- Opening Delimiter -

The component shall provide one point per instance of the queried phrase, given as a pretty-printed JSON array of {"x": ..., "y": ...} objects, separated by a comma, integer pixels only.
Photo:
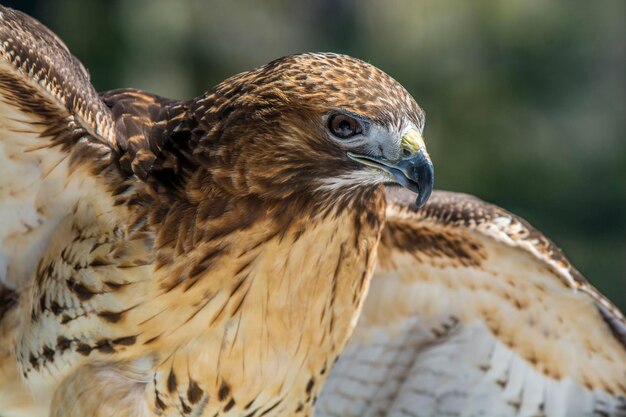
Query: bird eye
[{"x": 343, "y": 126}]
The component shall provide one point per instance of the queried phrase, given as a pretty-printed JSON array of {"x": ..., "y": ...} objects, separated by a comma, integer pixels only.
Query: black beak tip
[
  {"x": 425, "y": 181},
  {"x": 419, "y": 176}
]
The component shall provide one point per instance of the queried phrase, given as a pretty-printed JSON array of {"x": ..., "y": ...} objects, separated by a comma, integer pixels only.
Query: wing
[
  {"x": 70, "y": 234},
  {"x": 51, "y": 121},
  {"x": 473, "y": 312}
]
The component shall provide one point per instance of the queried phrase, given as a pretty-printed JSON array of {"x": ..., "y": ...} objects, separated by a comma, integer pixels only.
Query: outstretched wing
[
  {"x": 52, "y": 122},
  {"x": 62, "y": 195},
  {"x": 473, "y": 312}
]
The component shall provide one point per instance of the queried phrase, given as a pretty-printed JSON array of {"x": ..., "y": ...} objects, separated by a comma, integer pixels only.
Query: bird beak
[{"x": 414, "y": 171}]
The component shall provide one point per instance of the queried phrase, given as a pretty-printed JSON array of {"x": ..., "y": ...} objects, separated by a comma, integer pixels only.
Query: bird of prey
[{"x": 212, "y": 257}]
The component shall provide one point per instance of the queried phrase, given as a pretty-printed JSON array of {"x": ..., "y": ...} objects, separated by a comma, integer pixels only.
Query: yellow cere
[{"x": 412, "y": 141}]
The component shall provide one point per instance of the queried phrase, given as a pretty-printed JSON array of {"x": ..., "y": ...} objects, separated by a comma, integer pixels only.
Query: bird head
[{"x": 318, "y": 123}]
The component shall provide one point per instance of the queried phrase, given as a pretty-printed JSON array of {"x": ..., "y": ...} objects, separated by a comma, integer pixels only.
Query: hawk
[{"x": 211, "y": 257}]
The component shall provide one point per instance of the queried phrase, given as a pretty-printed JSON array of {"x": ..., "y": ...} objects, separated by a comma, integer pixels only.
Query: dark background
[{"x": 525, "y": 100}]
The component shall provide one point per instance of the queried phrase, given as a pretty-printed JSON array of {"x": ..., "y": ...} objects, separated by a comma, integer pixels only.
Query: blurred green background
[{"x": 525, "y": 100}]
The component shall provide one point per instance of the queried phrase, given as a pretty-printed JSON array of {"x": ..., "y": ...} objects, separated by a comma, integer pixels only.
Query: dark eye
[{"x": 343, "y": 126}]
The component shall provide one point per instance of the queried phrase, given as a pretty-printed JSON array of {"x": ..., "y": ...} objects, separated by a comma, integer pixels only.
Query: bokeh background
[{"x": 525, "y": 100}]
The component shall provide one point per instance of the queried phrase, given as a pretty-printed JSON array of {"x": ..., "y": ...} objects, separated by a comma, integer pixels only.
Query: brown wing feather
[{"x": 472, "y": 311}]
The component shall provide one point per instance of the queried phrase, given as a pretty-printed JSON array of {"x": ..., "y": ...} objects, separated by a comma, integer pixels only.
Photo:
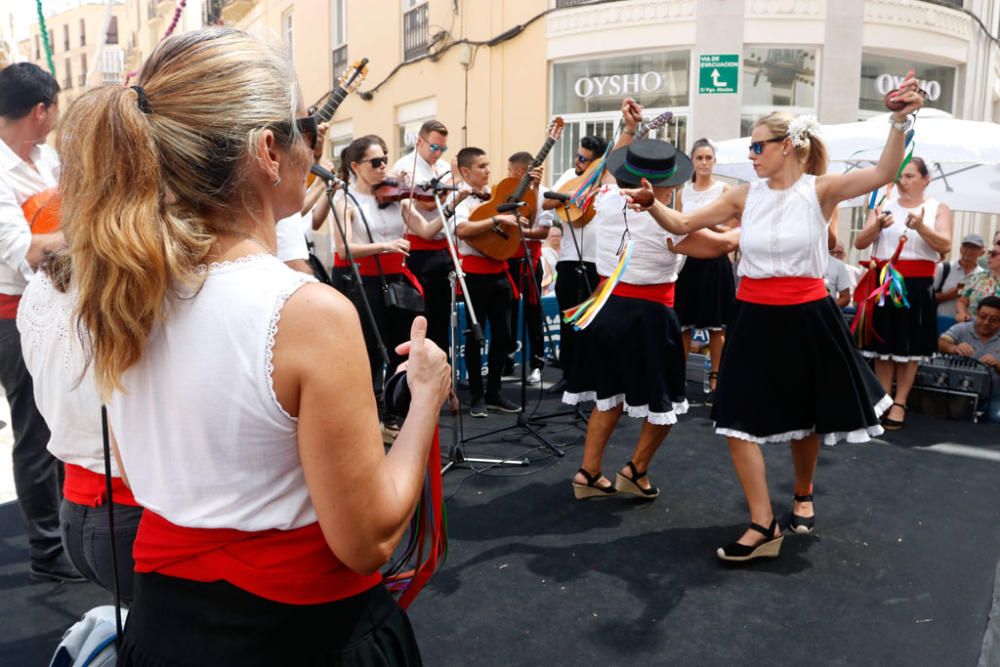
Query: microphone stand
[
  {"x": 456, "y": 453},
  {"x": 524, "y": 421}
]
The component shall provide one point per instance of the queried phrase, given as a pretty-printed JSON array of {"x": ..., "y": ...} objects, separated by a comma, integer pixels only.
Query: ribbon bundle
[
  {"x": 428, "y": 534},
  {"x": 582, "y": 315}
]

- Closing Delimiter -

## ABOUT THIS TASK
Type the records out again in full, exactly, with each picture omitted.

## FINISHED TASK
The component shall provide one point per instance of the queried phrase, given as a pretty-printed JSON array of {"x": ..., "y": ...} objects, separated by a comma, integer pixels only.
Photo:
Query: bird eye
[{"x": 343, "y": 126}]
The component shall provide one point per instance of the queried phrase, given as a pretty-printed JSON array of {"x": ..., "y": ...} objects, separated by a comma, integer pixels only.
Query: black beak tip
[
  {"x": 425, "y": 181},
  {"x": 419, "y": 176}
]
The component shall provide one point per instance of the queried phrase, given as a pretty-printed JSON array of {"x": ..., "y": ...} objects, separated by a comma, integer pixels only.
Query: wing
[
  {"x": 70, "y": 234},
  {"x": 51, "y": 121},
  {"x": 473, "y": 312}
]
The component shall provide one point per instance of the queried phrase, given as a pretty-printed JSON array of {"x": ..., "y": ...} objects, separated by a comma, integer pixels only.
Query: outstretched wing
[
  {"x": 52, "y": 122},
  {"x": 62, "y": 195},
  {"x": 473, "y": 312}
]
The component shall provide one point per instance of the queried phrase, given as a pretty-printed JSON array of {"x": ..., "y": ...} objects, separated by a comma, integer pixels only.
Query: bird beak
[{"x": 414, "y": 171}]
The component shall provide one point per instance of the queried phrase, given as a pretty-printed JSON array of {"x": ..., "y": ...} objects, separated by a comma, integer pixels only.
Query: bird of prey
[{"x": 212, "y": 257}]
The component shall provide one point per instance of the queried phrase, given as a pretty-printed JSON array of {"x": ..., "y": ...} objects, separated by a comma, integer pixels only.
Query: yellow cere
[{"x": 412, "y": 141}]
The component shall provide one point per instance of the queried phrase, given as a pretty-printed JSON array of {"x": ..., "y": ...} objects, separated by a comma, integer pixels only.
Query: bird head
[{"x": 318, "y": 123}]
The component shall provide one point per instance of the queried phrase, given as a pretty-printed JSON array of {"x": ..., "y": ...} objects, separated by a comma, integer pixels only.
Query: hawk
[{"x": 211, "y": 257}]
The component shall provide one point per instance of the queried phrase, given as a pretty-printed JSON array of {"x": ..., "y": ...} objects, separated by a comma, integer pixels only.
Query: dark background
[{"x": 525, "y": 100}]
The component shall provide one point per instance of the queried phrase, given as a pretty-printed JSON array of {"x": ..., "y": ...} objects, separated by a comma, integer pixels only.
Query: blurred green background
[{"x": 525, "y": 100}]
The component shall provide one point per instance of the queried phrase, given as a pretty-printed JSON array of {"x": ..., "y": ...} objects, separated by a comma, integer pixels only.
Query: dark eye
[{"x": 343, "y": 126}]
The component shall provide one point per instance of the queried phrase, given as a pretty-printed JSON array of {"x": ..., "y": ...} objects, separated by a comma, integer pixels only.
Query: bokeh background
[{"x": 525, "y": 100}]
The component shall provide one point per instance of the queried phrase, given as a pretty-printed JSON array of {"x": ..., "y": ...} objects, separated by a comma, integer pixels only.
Query: brown wing feather
[{"x": 472, "y": 311}]
The component shall provide one point per instance of the queried phrase, given as a pretty-printed JSON array of {"x": ..., "y": ...} objects, separated by a comma, integer pixels only.
Photo:
Query: microphone stand
[
  {"x": 456, "y": 453},
  {"x": 524, "y": 421}
]
The component shall provide one point per instance of the queried phrase, given as a pretty-printed JSON array of {"x": ..., "y": ...} objects, separated by a comma, integer pixels only.
Query: ribbon bundle
[
  {"x": 428, "y": 534},
  {"x": 582, "y": 315}
]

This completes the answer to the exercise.